(Object outline annotations)
┌──
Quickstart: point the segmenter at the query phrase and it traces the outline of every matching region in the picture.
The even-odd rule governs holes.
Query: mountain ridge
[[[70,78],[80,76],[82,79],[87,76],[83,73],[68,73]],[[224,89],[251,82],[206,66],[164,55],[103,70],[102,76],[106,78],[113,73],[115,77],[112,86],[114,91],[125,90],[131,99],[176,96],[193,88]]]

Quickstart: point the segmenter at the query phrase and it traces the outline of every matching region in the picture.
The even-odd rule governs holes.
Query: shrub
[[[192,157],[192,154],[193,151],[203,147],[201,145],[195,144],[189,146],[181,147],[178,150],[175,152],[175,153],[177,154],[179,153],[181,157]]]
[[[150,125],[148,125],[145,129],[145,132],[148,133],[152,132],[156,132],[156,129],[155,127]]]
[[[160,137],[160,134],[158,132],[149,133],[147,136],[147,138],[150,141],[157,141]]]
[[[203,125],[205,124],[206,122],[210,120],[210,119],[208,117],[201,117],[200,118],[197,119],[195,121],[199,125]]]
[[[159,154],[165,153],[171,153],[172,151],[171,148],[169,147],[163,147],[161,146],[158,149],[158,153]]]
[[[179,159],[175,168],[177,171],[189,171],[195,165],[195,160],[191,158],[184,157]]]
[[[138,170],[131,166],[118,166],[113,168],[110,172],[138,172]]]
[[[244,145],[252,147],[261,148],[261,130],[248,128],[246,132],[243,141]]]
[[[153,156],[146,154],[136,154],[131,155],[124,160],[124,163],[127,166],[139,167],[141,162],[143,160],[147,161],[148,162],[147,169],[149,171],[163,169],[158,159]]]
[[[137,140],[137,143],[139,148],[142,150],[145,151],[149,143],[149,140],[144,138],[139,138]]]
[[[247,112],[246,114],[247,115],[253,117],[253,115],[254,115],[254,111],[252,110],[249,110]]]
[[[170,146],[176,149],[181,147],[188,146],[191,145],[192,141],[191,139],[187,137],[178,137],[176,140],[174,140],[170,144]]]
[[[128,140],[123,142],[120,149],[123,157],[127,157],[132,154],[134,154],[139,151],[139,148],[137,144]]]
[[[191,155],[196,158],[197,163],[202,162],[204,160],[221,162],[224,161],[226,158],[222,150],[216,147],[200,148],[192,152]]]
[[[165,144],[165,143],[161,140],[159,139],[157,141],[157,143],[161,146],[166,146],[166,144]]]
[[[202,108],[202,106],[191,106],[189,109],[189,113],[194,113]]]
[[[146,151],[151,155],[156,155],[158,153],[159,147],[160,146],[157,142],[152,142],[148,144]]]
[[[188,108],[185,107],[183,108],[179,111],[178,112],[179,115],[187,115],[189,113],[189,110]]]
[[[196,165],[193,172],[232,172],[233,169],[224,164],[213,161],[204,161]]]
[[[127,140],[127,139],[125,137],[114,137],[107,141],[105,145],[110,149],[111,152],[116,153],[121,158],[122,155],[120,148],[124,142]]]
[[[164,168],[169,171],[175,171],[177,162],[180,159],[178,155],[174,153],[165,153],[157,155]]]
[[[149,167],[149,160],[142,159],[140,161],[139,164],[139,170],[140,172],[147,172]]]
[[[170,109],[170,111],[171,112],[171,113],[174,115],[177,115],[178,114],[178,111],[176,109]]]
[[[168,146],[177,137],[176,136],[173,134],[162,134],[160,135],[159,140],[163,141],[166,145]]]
└──
Put every line of the data above into a numbered list, leaving out the blank lines.

1. Quickstart: point the segmenter at the query phrase and it traces the outline of every matching region in the picture.
2. The even-odd rule governs holes.
3. Query: mountain ridge
4. [[[70,78],[80,76],[82,79],[87,76],[83,73],[68,73]],[[224,89],[251,82],[206,66],[164,55],[103,70],[102,76],[106,78],[113,73],[115,77],[112,86],[114,91],[125,90],[131,99],[176,96],[193,88]]]
5. Quickstart: point the segmenter at the query phrase and it traces the outline of every matching region in the picture.
6. The even-odd rule governs holes.
7. Query: shrub
8. [[[192,157],[192,154],[193,151],[203,147],[201,145],[195,144],[189,146],[181,147],[178,150],[175,152],[175,153],[177,154],[179,153],[181,157]]]
9. [[[150,125],[148,125],[145,129],[145,132],[148,133],[152,132],[156,132],[156,129],[155,127]]]
10. [[[160,137],[160,134],[158,132],[149,133],[147,136],[147,138],[150,141],[157,141]]]
11. [[[203,125],[205,124],[206,122],[210,120],[210,119],[208,117],[201,117],[200,118],[197,119],[195,121],[199,125]]]
12. [[[159,154],[165,153],[171,153],[172,151],[171,148],[169,147],[163,147],[161,146],[158,149],[158,153]]]
13. [[[179,159],[175,168],[177,171],[189,171],[195,165],[195,160],[191,158],[184,157]]]
14. [[[138,170],[131,166],[118,166],[113,168],[110,172],[138,172]]]
15. [[[244,145],[252,147],[261,148],[261,130],[248,128],[246,132],[243,141]]]
16. [[[153,156],[146,154],[136,154],[131,155],[124,160],[124,163],[127,166],[139,167],[141,162],[143,160],[147,161],[148,162],[147,169],[149,171],[163,169],[158,159]]]
17. [[[137,140],[137,143],[139,148],[142,150],[145,151],[149,143],[149,140],[144,138],[139,138]]]
18. [[[247,112],[246,114],[247,115],[253,117],[253,115],[254,115],[254,111],[252,110],[249,110]]]
19. [[[170,146],[176,149],[181,147],[188,146],[191,145],[192,141],[191,139],[187,137],[178,137],[176,140],[174,140],[170,144]]]
20. [[[128,140],[123,142],[120,149],[123,157],[127,157],[132,154],[134,154],[139,151],[139,148],[137,144]]]
21. [[[191,155],[196,158],[197,163],[202,162],[204,160],[221,162],[224,161],[226,158],[222,150],[216,147],[200,148],[192,152]]]
22. [[[165,144],[165,143],[161,140],[159,139],[157,141],[157,143],[161,146],[166,146],[166,144]]]
23. [[[202,108],[202,106],[191,106],[189,109],[189,113],[194,113]]]
24. [[[146,151],[151,155],[156,155],[158,153],[159,147],[160,146],[157,142],[152,142],[148,144]]]
25. [[[188,108],[185,107],[183,108],[179,111],[178,112],[179,115],[187,115],[189,113],[189,110]]]
26. [[[196,165],[193,172],[232,172],[233,169],[224,164],[213,161],[204,161]]]
27. [[[127,140],[127,139],[125,137],[114,137],[107,141],[105,145],[110,149],[111,152],[116,153],[121,158],[122,155],[120,148],[124,142]]]
28. [[[164,168],[169,171],[175,171],[177,162],[180,159],[178,155],[174,153],[165,153],[157,155]]]
29. [[[149,167],[149,160],[142,159],[140,161],[139,164],[139,170],[140,172],[147,172]]]
30. [[[170,109],[170,111],[171,112],[171,113],[174,115],[177,115],[178,114],[178,111],[176,109]]]
31. [[[168,146],[177,137],[176,136],[173,134],[162,134],[160,135],[159,140],[163,141],[166,145]]]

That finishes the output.